# Start of DOCUMENT SEGMENT
Living in a Moment He Died For
A couple of years ago there was a country song where the singer sang of living in a moment you would die for. I suppose everyone who has ever been in love knows such a moment. A moment where it all comes together, where there is no worry, no fear, just love and contentment. A moment where time seems to freeze. Rather than calling us to live in a moment we would die for though, Christ calls us to live in a moment He died for. Christ calls us to see our lives under the cross, in the cross. He calls us to live in the "fairytale" world I spoke of last week where love isn't just for the loveable and mercy isn't just for those who "deserve" it.
However, if you hear what Christ says in this text as only Law, as only a moral code to live by, then Christ is saying nothing more than what Dear Abby is saying. But Jesus isn't addressing people in general. He is speaking to those in Him, those under His cross, those living in that moment He died for. Christ is calling us who have experienced that moment where sins have been washed away in Baptism or sent away in Absolution to live as loved sinners with sinners. It is a fairytale existence in this moment that Christ died for. For in this moment as enemies increase their ill behavior toward us, as they move from hating, to cursing, to actually abusing, we move from doing good, to blessing, to praying for them. In this moment that Christ died for, where our enemies would strike us, we are to turn the other cheek. Where they would take from us, we are to give.
This just makes no sense outside of Christ. Dear Abby could tell you to do good, bless, and pray for your enemies, but her human wisdom could never conclude that a struck face should be turned and that he who would take should be given to. And you and I can't conclude that either, it makes no sense. It violates every rule of survival like "You have to take care of yourself." "You need to defend yourself." What would we have left if we allowed everyone to take all they wanted? How many times could our cheeks be slapped?
I know what you're thinking. You're thinking I'm going to say that Jesus doesn't really mean turn the other cheek or give what your enemies would take. But He does. Christ died for moments such as these redeeming them from our wisdom, our standards. Christ did this by dying for us. You see we hated, cursed, and abused Him. When we go through Passion History again this Lent, do not see the Pharisees hating Jesus, see that it is you. Don't see the thief on the cross cursing Jesus, see that it is you. Don't see the Roman soldiers whipping, beating, and crucifying Jesus, see that it is you.
You and I hated, cursed, and abused the precious Lord Jesus, and what did He do to us in return? He did good to us, blessed us and prayed "Father, forgive them." Do you see then how Jesus redeemed these moments with our enemies? Rather than moments of self-defense and repayment, they are moments where the grace Christ has shown us can overflow into someone else's life. St. Paul would say that what Christ has done for us makes us a debtor not to Christ but to everyone else, even our enemies.
What? Our enemies don't deserve the Gospel or Gospel-like things such as doing good, blessing and praying for them. This is true, and neither did we. But, as Paul tells us in Romans 5, "While we were enemies, we were reconciled to God through the death of His Son." In this moment that Christ died for, in this fairytale existence that Christianity is, enemies are forgiven and loved. And not only that, but the ungrateful and outright wicked are mercied.
# End of DOCUMENT SEGMENT
» **EXERCISE**
According to the sermon, what did Jesus pray in return for being hated, cursed, and abused? The lines that follow come from a different source than the sermon.
# Start of DATA EXCERPT
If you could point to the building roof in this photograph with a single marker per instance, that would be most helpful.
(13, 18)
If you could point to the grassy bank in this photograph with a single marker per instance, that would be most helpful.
# End of DATA EXCERPT
» **WRITTEN ANSWER**
"Father, forgive them."